** BEGIN Document passage **

Most of scholarly discussion like those in this ethnography book about whether any human identity or culture can ever be captured by any art form or scientific protocol has gone right over everyone’s heads.  The concepts of “truth” have devolved into the aficionado’s belief that his collection of factoids and objects make him special or the Indian’s conviction, though the person in question maybe be urban and low-quantum, that the experiences of his ancestors are traced in the blood and cannot be accessed except through those who share his blood.  These ideas have enormous political impact. 
In fact, I would describe the word-wars about them as hypotyposis (a vivid description of an event), deiclical (relating what is said to the space and time in which it is said), ecphonesic (an exclamation), apoplanesic (promising to address the issue but effectively dodging it through a digression), extravagant metaphor, promiscuous use of the vocative (calling someone by name), hyperbole (exaggerating), pathopoesis (the poetry of suffering), interruption, suspense, subjectivism (how he felt).  The time-frame is roughly the recent past, like the last two decades.  So we are not wising up much.

3 comments:

Art Durkee said...

Actually, I read this more as the influence of postmodernism on scholarship: namely, that all truth is local, that colonialists and colonizers have a narrative of the truth that is different than the conquered and colonized, and both may be true narratives and both may be false narratives; that the construction of truth (true narrative) is fraught, especially when the observer carries his cultural baggage with him, and makes assumptions about the nature of things from his background that may be alien and inappropriate to hose being observed. It's not one truth is more true than the other, but that both are negotiable and equivocal, and both can be questioned.

** END Document passage **
** BEGIN Given information **

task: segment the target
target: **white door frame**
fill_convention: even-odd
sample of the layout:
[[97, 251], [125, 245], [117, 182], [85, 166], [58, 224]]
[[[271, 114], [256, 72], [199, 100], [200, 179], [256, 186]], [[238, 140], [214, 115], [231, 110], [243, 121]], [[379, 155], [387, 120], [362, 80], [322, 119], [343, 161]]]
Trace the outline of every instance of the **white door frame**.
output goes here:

** END Given information **

| Requirement |
Answer these about the ethnography passage, one answer per line, numbered to match:
1. What kind of impact does the passage say these ideas about "truth" have?
2. Roughly what time-frame does the passage give for the word-wars?
3. In the comment by Art Durkee, the passage is read more as the influence of what on scholarship?

| Expected answer |
1. Enormous political impact.
2. The recent past, roughly the last two decades.
3. Postmodernism.